■ ZADANIE DO WYKONANIA
Poprowadź dalej zamieszczony poniżej przepis na lasagne z tuńczykiem i boczniakami, zaczynając od kroku, który następuje po jego ostatnim zdaniu.

■ PODANY FRAGMENT
Lasagne z tuńczykiem i boczniakami

Przychodzę do Was z genialną alternatywą na mięsną lasagne. Jeśli nie przepadacie za mięsem albo po prostu macie ochotę na przełamanie klasycznej lasagne, ten przepis jest właśnie dla Was. A do przygotowania naszej lasagne z tuńczykiem potrzebujemy:

  • 3 puszki tuńczyka w sosie własnym,
  • 250 g boczniaków,
  • 1 duża cebula lub 2 małe,
  • czosnek,
  • 750 g passaty pomidorowej,
  • oliwa z oliwek,
  • 1 opakowanie makaronu do lasagne (u mnie wyszło 16 płatów makaronu),
  • 20 g masła,
  • 30 g mąki pszennej,
  • 300 ml mleka,
  • tarta gałka muszkatołowa,
  • sól,
  • pieprz,
  • przyprawa "Suszone pomidory z czosnkiem i bazylią"
  • zioła prowansalskie,
  • 300 g tartego sera mozarella,
  • 60 g parmezanu - opcjonalnie
Na rozgrzaną patelnię wlewam oliwę. Cebulkę drobno siekam i przesmażam na średnim ogniu. Ściągam z patelni i przerzucam do innego naczynia.

■ WYCINEK ZBIORU DANYCH

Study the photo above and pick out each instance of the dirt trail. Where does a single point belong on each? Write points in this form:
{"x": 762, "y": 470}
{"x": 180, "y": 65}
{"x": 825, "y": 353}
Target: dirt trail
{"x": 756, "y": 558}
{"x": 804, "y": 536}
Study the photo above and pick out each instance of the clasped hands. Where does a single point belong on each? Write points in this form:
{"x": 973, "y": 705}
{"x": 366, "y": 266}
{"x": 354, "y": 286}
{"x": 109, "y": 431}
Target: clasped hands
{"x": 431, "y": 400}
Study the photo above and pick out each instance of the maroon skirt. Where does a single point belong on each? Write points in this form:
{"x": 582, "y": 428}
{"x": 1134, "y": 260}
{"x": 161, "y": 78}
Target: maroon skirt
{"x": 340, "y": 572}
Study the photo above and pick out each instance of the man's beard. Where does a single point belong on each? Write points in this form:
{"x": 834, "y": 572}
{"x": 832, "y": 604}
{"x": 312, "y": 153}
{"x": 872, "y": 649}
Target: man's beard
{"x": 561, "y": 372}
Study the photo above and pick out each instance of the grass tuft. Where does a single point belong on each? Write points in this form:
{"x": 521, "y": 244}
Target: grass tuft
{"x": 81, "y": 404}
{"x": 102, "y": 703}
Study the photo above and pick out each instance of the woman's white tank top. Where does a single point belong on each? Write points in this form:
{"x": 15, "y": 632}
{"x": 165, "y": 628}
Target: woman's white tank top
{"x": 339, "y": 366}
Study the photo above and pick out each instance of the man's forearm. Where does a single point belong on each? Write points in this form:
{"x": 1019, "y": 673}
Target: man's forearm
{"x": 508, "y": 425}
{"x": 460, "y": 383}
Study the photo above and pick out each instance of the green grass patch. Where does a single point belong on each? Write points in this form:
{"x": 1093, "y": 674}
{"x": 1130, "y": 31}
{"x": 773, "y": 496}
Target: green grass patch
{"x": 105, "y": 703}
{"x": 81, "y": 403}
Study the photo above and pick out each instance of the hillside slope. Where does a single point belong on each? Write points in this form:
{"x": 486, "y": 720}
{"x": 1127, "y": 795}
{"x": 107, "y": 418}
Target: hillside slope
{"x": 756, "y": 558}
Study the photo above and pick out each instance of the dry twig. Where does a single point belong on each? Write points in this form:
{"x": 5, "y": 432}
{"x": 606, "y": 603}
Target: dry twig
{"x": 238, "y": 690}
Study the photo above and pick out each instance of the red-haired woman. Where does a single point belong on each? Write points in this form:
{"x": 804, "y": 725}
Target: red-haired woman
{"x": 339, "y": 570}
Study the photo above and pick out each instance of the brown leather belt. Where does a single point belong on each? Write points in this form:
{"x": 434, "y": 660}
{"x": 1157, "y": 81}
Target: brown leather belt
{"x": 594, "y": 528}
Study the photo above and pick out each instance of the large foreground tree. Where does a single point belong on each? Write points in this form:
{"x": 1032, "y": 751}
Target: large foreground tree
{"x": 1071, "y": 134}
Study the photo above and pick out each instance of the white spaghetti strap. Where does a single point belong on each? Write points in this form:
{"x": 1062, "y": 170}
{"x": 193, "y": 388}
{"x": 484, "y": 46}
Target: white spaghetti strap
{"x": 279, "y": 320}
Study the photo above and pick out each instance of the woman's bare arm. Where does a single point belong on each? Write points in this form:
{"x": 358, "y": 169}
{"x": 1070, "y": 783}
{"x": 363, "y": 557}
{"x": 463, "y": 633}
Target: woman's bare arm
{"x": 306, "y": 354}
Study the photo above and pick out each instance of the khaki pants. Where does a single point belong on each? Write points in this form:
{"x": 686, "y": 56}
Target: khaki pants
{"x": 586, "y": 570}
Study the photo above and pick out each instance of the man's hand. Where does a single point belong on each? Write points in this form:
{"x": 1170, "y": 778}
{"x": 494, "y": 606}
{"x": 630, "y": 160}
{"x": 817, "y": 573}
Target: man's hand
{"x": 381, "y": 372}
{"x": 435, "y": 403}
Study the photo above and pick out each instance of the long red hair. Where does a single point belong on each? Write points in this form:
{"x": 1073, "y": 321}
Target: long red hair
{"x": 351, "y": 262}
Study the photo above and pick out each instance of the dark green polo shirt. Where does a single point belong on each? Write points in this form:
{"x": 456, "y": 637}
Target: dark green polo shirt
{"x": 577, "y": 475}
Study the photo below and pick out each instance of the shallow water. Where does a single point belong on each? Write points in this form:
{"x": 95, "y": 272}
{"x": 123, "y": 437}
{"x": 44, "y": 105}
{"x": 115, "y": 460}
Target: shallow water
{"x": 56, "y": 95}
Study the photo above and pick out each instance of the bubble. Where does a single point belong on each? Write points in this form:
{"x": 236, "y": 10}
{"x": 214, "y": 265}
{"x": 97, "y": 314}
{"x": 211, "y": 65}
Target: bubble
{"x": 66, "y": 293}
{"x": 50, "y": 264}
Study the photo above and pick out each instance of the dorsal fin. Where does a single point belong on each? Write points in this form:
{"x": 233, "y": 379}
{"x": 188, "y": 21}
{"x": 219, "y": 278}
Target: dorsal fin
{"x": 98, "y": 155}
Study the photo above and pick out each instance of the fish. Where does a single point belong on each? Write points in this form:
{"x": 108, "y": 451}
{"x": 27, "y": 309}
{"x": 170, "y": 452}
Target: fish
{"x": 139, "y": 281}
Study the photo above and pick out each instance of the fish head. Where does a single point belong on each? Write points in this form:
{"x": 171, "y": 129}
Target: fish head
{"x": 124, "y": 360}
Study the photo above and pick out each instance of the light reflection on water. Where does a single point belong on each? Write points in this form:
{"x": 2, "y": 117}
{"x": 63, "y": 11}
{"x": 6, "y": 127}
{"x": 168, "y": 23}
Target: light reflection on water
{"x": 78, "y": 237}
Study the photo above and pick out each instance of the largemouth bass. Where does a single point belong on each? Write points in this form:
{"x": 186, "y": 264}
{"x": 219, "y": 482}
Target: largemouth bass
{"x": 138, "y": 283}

■ WYNIK ZADANIA
Boczniaki kroję w drobną kostkę. Wrzucam na patelnię, na której smażyła się cebulka. Czekam aż zmiękną. Gdy są już gotowe dodaję do nich przesmażoną wcześniej cebulkę oraz odsączonego z zalewy tuńczyka. Doprawiam przyprawami wedle uznania. Smażę kilka minut na średnim ogniu.
Gdy nasz farsz się się robi, do miski z zimną wodą wrzucam płaty makaronu. 
Ważne - wkładajcie je pojedynczo aby się nie posklejały. Ten tip sprawi, że makaron odrobinę zmięknie dzięki czemu będzie bardziej plastyczny.
Mozarellę ścieram na tarce.
Do farszu dodaję passatę i smażę jeszcze kilka minut by sos się nieco zredukował.
W osobnym garnku robię sos beszamelowy.
Mój tip - nie używam masła dzięki czemu sos jest lżejszy i mniej kaloryczny a kompletnie nie traci na walorach smakowych. Jeśli jednak Wy nie liczycie kcal - śmiało wrzucajcie masło (najlepiej klarowane). 
Do zimnego mleka wrzucam mąkę i mieszam tak aby pozbyć się grudek. Stawiam garnek na średnim ogniu i cały czas mieszam. Sos wraz ze wzrostem temperatury będzie delikatnie gęstniał. I tutaj wedle uznania - dodajecie masło lub nie :) Doprawiamy całość gałką muszkatołową oraz pieprzem (najlepiej białym ale czarny również się sprawdzi).
Gdy sos osiągnie konsystencję troszkę rzadszego budyniu, znaczy, że jest gotowy.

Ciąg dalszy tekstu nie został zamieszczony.